_Instructions for the task:_ A word-for-word repetition of all the entries is required.

• • •

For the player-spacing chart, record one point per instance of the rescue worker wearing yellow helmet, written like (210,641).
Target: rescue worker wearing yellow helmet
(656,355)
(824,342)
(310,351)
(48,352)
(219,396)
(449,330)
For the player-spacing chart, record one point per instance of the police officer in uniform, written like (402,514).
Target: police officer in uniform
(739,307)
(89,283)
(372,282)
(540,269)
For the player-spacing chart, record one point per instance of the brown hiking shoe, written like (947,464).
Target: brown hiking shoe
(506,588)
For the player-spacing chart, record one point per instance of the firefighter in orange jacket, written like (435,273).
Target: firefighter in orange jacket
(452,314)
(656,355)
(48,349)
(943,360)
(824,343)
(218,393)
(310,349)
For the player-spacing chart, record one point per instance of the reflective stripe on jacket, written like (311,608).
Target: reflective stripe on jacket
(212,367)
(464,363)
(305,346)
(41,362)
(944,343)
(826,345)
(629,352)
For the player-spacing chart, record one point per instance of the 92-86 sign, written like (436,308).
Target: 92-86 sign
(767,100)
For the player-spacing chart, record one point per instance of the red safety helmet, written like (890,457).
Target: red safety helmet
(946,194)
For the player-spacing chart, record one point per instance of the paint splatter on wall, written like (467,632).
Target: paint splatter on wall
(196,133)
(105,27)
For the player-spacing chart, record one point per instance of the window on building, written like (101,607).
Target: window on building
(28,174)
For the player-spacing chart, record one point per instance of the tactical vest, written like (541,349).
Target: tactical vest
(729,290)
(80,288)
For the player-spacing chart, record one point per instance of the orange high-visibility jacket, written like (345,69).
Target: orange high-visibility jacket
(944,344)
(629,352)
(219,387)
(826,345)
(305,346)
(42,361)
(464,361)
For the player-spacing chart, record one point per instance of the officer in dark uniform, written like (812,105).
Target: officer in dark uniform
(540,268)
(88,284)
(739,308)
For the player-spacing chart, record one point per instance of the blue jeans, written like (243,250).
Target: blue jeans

• • •

_Problem solution:_
For the player-spacing chart, record one point per instance of the rescue worker wearing yellow helmet, written like (210,641).
Target: rescue worker wearing yellow helmet
(656,355)
(824,342)
(310,351)
(48,352)
(219,396)
(449,330)
For the player-spacing chart, record one point per instance of the police officer in uniform, written like (402,514).
Target: police officer in uniform
(739,307)
(89,283)
(372,282)
(540,269)
For the player-spacing chart, record one point per instance of the brown hiking shoe, written like (947,464).
Target: brown hiking shoe
(506,588)
For the player-spacing chart, record one point per instance of the firefighter in orange jacket, written like (435,273).
Target: firefighter in orange jacket
(452,314)
(656,355)
(48,349)
(943,360)
(824,343)
(218,393)
(310,349)
For the player-spacing chart, record one point per instance of the reflective stripe on jacket, written like (311,608).
Target: reflective stripe on jacket
(212,367)
(464,363)
(305,346)
(41,362)
(944,343)
(826,345)
(629,352)
For the player-spacing chart, record one point per instance of the 92-86 sign, written like (436,308).
Target: 92-86 sign
(767,100)
For the player-spacing chart, record one point per instance of the red safety helmet, written like (890,457).
Target: red safety helmet
(946,194)
For the player-spacing chart, record one point per instance of the paint splatter on wall, written like (467,632).
Target: paint splatter on wall
(196,133)
(105,27)
For the player-spacing chart, record one point per instance of the window on building, written like (101,607).
Target: window on building
(28,174)
For the player-spacing chart, record one point per instance of the tactical vest, written like (541,349).
Target: tactical vest
(729,290)
(80,288)
For the player-spacing chart, record one point per instance of the orange high-visibility jacket, written like (345,69).
Target: orange high-visibility jacket
(944,344)
(629,352)
(219,387)
(826,345)
(305,346)
(42,361)
(464,361)
For the player-spacing chart, record one point per instance of the officer in dark uniform, written like (812,105).
Target: officer in dark uniform
(540,268)
(88,284)
(739,308)
For the player-spacing chart, record one point per instance of the blue jeans, written like (243,250).
Target: blue jeans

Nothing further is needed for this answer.